▸ ZADANIE
Przepisz wszystkie poniższe wiersze bez żadnych zmian.

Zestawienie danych
+ + + +

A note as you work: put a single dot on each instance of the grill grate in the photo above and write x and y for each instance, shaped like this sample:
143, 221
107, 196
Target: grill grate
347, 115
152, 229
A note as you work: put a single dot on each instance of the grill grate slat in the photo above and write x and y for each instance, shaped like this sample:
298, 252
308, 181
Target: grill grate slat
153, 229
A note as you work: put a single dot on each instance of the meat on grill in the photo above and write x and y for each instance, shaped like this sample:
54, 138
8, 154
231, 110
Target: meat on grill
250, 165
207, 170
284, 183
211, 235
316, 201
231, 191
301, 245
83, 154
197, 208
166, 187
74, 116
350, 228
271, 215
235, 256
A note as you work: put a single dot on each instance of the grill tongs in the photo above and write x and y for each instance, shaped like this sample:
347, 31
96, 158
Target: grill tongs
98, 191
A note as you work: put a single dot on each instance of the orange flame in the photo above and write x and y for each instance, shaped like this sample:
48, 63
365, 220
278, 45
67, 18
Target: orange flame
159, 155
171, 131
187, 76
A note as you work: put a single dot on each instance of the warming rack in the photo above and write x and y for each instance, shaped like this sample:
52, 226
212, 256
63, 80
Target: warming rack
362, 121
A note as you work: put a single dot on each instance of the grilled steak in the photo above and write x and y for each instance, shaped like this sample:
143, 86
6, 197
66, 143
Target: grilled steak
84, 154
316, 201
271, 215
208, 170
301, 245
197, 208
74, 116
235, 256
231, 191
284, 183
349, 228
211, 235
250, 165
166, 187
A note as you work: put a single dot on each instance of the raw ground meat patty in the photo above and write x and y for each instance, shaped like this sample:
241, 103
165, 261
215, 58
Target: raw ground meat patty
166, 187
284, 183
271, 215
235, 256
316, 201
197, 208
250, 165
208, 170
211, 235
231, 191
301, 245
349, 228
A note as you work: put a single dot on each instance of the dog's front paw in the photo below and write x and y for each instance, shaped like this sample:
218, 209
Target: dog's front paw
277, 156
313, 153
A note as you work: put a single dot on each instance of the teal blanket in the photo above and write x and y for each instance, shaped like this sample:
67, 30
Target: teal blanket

+ + + +

▸ ODPOWIEDŹ
A note as you work: put a single dot on each instance of the grill grate in the photo above and write x and y for each instance, shaped like this sample:
143, 221
107, 196
Target: grill grate
347, 115
152, 229
A note as you work: put a single dot on each instance of the grill grate slat in the photo above and write x and y for each instance, shaped like this sample:
298, 252
308, 181
Target: grill grate slat
153, 229
A note as you work: put a single dot on each instance of the meat on grill in the photo above and write x and y for each instance, shaped like this sample:
54, 138
8, 154
231, 110
Target: meat on grill
250, 165
207, 170
284, 183
211, 235
316, 201
231, 191
301, 245
83, 154
197, 208
166, 187
74, 116
350, 228
271, 215
235, 256
A note as you work: put a single dot on each instance of the grill tongs in the photo above and write x and y for each instance, shaped like this sample:
347, 31
96, 158
Target: grill tongs
98, 191
A note as you work: put a single dot on each instance of the orange flame in the photo above and write x and y for each instance, shaped like this sample:
48, 63
365, 220
278, 45
67, 18
Target: orange flame
159, 155
171, 131
187, 76
A note as you work: put a single dot on each instance of the warming rack in the photo above and write x and y for each instance, shaped like this sample:
52, 226
212, 256
63, 80
Target: warming rack
362, 121
A note as you work: put a single dot on each instance of the grilled steak in the photo above and write x and y for each instance, shaped like this sample:
143, 86
6, 197
66, 143
Target: grilled steak
84, 154
316, 201
271, 215
208, 170
301, 245
197, 208
74, 116
235, 256
231, 191
284, 183
349, 228
211, 235
250, 165
166, 187
A note as you work: put a single dot on each instance of the raw ground meat patty in the photo above and write x and y for each instance, shaped like this sample:
241, 103
165, 261
215, 58
Target: raw ground meat patty
166, 187
284, 183
271, 215
235, 256
316, 201
197, 208
250, 165
208, 170
211, 235
231, 191
301, 245
349, 228
A note as you work: put a single dot on each instance of the dog's front paw in the photo below and write x and y for each instance, shaped like this sample:
218, 209
Target: dog's front paw
277, 156
313, 153
A note as you work: put a single dot on each instance of the teal blanket in the photo above and write x and y for each instance, shaped like this sample:
67, 30
Target: teal blanket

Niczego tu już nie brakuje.